### WRITTEN INSTRUCTION
Pull out each line of the items below that contains the word "climbing", copying every such line in full.

### DATASET RECORDS
--- Begin ---

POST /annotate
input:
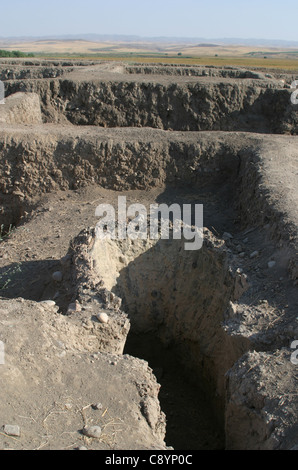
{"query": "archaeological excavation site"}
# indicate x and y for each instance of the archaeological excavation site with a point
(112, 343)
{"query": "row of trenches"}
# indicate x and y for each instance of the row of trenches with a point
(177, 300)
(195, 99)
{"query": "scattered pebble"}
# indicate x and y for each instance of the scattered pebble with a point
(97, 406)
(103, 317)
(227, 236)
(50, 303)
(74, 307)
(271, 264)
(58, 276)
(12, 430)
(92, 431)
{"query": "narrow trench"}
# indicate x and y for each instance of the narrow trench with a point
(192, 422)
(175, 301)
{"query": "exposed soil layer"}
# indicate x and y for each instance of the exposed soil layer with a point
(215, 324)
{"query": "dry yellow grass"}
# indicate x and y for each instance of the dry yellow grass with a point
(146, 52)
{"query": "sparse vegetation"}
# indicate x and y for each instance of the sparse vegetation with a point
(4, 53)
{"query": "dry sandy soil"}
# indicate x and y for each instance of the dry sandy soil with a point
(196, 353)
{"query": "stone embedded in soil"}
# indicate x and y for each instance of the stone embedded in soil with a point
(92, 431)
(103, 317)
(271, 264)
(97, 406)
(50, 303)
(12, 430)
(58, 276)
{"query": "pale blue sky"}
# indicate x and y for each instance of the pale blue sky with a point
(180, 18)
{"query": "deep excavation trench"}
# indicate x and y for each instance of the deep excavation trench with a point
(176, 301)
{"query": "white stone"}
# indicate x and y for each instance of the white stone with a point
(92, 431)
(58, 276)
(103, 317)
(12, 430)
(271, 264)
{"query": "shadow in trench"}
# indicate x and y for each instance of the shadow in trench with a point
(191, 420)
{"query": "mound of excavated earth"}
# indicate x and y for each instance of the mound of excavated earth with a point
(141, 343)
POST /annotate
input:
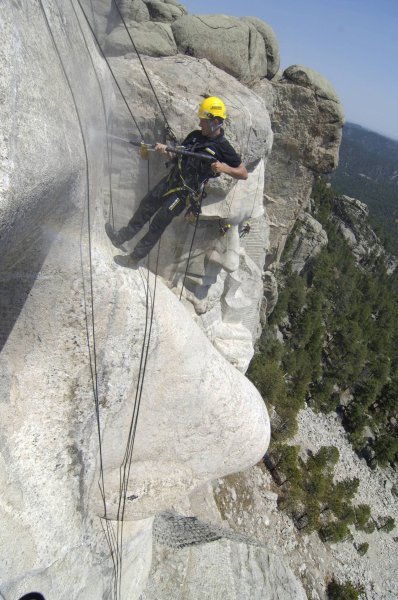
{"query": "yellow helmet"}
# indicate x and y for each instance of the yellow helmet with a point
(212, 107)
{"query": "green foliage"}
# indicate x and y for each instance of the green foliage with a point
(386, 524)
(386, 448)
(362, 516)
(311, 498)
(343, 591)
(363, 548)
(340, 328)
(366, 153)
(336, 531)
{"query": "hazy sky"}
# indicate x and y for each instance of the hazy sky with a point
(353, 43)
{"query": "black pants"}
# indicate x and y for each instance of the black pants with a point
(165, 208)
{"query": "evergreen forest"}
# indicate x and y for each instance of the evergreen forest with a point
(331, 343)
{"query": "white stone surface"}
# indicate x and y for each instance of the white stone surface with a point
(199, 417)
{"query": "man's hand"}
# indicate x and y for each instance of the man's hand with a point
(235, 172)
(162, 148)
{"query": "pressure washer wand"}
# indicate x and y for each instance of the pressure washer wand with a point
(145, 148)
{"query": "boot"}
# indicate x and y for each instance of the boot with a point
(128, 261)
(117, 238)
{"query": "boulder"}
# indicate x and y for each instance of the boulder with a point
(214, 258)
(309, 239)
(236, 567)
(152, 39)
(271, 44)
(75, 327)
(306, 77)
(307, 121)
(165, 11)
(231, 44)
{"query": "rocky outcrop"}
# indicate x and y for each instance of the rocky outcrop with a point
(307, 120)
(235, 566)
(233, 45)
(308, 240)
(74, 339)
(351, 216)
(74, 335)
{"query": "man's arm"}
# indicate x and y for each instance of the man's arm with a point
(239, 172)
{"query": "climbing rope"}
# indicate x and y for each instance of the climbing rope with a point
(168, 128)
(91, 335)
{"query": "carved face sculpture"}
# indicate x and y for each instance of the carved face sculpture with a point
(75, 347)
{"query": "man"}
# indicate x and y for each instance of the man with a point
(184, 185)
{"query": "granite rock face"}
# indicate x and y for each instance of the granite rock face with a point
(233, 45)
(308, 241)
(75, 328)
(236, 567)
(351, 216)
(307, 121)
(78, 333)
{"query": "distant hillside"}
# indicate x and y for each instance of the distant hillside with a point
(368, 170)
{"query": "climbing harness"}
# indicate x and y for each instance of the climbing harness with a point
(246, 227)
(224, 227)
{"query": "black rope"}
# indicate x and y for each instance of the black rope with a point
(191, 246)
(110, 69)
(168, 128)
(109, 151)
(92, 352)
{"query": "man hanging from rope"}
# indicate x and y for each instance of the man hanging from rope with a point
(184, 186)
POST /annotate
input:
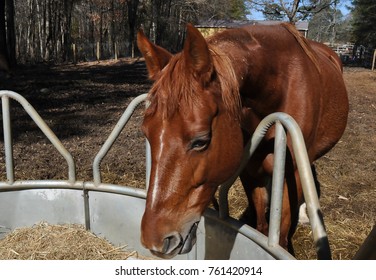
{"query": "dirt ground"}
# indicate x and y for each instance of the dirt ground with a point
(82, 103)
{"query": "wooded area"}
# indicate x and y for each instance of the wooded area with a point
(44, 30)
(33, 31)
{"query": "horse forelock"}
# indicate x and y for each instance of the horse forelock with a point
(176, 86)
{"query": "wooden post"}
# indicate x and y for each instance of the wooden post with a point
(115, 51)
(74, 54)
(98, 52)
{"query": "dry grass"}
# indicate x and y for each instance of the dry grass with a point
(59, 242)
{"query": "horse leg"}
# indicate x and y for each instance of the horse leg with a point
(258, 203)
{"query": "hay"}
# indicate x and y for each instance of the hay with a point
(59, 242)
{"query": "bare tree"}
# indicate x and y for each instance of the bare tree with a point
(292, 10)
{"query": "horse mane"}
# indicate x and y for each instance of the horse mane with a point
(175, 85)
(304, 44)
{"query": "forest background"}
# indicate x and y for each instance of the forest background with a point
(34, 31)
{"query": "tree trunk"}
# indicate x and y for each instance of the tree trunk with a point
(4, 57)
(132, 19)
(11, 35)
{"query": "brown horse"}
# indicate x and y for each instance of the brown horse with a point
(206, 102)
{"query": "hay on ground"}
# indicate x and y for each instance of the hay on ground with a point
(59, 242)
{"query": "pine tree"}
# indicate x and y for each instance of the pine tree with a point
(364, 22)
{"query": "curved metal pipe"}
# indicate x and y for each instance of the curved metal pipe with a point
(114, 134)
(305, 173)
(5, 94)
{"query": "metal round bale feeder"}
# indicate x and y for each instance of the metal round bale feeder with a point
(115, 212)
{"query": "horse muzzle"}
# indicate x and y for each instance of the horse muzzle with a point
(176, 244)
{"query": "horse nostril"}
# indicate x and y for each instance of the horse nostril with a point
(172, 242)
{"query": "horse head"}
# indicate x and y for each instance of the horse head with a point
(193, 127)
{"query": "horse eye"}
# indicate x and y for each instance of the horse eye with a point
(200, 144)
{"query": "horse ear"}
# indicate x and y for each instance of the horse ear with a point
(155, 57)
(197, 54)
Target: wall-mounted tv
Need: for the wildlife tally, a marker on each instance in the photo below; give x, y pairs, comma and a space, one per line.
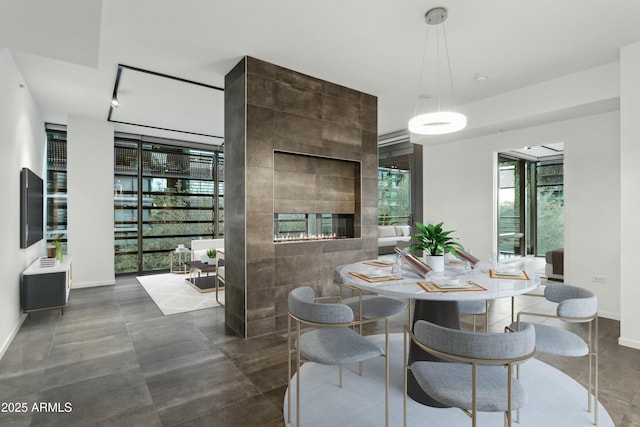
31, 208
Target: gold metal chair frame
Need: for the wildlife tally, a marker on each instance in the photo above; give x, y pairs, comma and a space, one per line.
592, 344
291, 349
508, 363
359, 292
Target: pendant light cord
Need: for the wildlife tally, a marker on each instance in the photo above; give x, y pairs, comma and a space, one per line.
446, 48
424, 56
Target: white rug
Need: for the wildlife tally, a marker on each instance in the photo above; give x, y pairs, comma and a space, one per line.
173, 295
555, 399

--- End ---
--- Begin ---

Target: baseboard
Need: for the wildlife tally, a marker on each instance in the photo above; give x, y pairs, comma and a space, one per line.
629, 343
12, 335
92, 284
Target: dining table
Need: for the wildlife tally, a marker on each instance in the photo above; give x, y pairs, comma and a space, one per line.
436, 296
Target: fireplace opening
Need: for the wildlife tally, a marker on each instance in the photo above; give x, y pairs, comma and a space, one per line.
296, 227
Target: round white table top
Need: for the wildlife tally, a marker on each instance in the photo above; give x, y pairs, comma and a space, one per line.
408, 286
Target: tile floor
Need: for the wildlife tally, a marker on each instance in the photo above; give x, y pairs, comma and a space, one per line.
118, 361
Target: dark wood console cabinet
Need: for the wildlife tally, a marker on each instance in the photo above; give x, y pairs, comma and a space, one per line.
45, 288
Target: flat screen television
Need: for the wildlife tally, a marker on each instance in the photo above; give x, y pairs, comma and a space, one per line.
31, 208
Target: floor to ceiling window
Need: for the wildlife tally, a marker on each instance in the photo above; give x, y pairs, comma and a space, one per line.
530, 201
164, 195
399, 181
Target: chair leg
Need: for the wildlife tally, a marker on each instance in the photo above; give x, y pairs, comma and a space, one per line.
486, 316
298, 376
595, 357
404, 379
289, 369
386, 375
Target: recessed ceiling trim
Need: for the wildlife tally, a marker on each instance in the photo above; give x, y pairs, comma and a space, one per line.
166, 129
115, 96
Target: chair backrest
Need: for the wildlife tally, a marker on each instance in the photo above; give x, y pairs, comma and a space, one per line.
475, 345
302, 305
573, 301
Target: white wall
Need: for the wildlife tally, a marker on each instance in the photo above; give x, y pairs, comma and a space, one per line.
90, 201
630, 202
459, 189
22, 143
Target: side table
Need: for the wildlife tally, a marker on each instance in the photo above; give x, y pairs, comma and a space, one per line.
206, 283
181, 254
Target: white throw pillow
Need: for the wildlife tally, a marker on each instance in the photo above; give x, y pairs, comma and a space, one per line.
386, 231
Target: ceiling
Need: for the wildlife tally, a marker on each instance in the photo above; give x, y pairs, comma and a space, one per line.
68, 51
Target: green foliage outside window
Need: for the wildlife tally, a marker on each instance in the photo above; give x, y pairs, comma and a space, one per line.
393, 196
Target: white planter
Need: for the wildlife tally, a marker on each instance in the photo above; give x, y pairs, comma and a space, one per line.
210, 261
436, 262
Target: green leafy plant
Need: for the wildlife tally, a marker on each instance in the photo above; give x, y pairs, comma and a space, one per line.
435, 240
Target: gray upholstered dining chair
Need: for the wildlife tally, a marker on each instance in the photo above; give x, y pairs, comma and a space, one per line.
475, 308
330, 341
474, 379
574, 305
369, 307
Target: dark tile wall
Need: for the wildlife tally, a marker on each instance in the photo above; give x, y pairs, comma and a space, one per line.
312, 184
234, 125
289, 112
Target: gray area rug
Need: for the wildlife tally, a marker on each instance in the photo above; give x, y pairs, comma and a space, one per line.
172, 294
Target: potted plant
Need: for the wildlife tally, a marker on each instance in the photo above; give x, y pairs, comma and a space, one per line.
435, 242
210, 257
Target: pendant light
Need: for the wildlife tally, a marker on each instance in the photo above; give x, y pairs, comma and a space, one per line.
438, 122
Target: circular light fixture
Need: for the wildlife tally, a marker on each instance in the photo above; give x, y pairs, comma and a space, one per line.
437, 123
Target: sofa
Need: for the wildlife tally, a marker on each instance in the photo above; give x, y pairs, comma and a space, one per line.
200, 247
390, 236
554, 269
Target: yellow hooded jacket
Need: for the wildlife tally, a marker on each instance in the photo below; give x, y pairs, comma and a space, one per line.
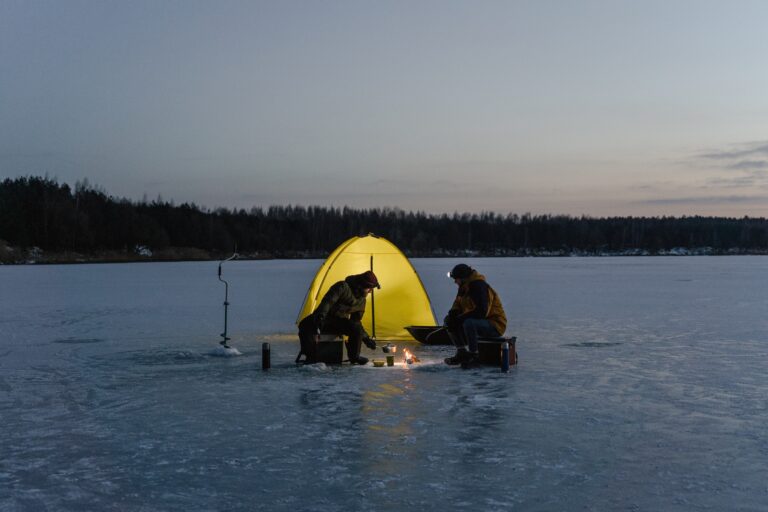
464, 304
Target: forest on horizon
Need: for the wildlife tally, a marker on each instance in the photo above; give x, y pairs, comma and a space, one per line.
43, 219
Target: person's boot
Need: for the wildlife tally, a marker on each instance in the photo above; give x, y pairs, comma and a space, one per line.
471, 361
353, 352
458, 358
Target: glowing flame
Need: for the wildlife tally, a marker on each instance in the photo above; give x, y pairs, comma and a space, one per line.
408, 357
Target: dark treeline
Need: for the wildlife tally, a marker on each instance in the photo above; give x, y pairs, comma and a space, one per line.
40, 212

--- End ---
--- Begin ---

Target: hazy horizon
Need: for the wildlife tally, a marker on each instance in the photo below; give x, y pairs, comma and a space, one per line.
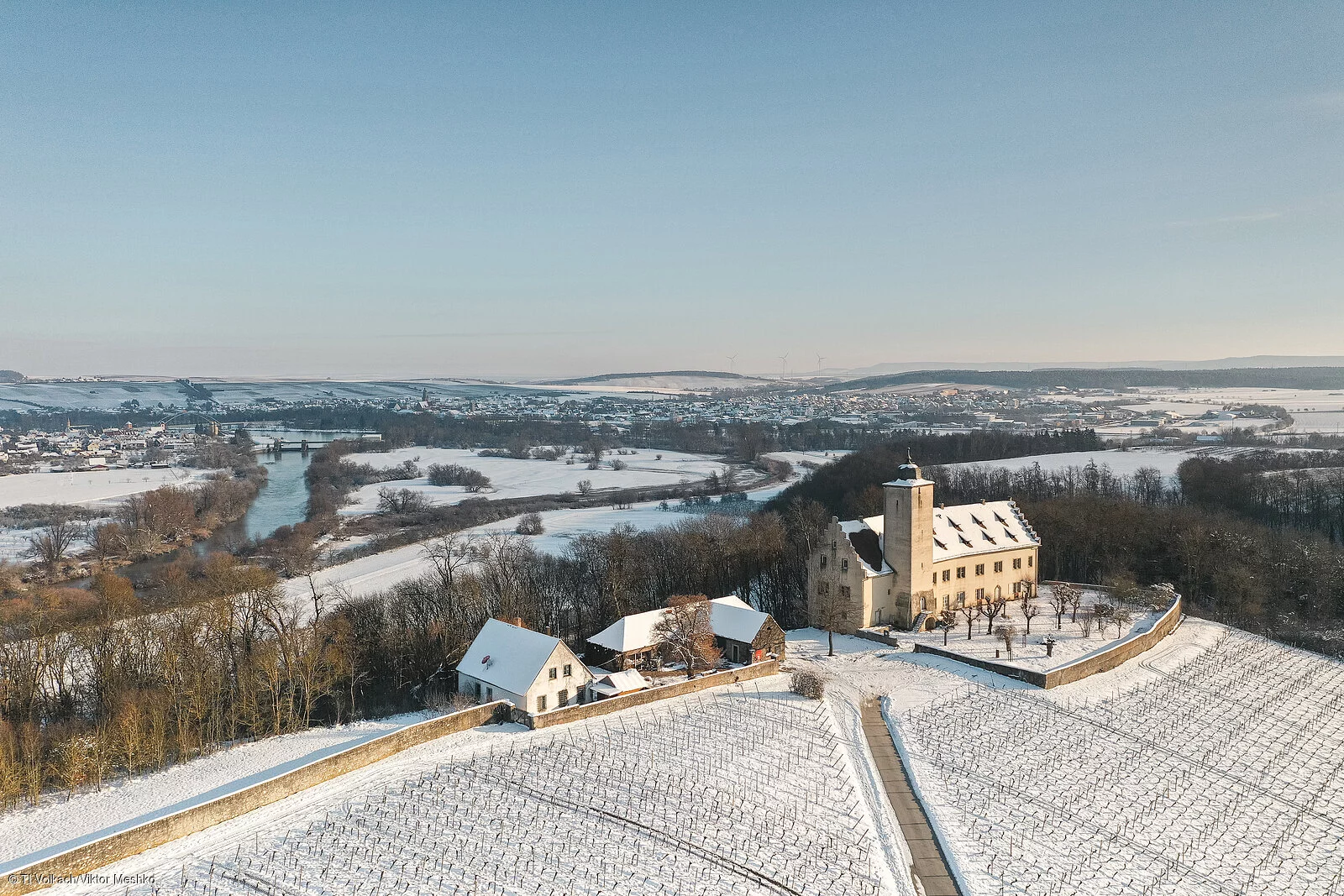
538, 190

--- End ---

### TASK RESPONSE
{"query": "climbing rope"}
# indicate x and y for each instance of the climbing rope with a point
{"query": "climbing harness"}
# indicate x and y for each instance of the climbing harness with a point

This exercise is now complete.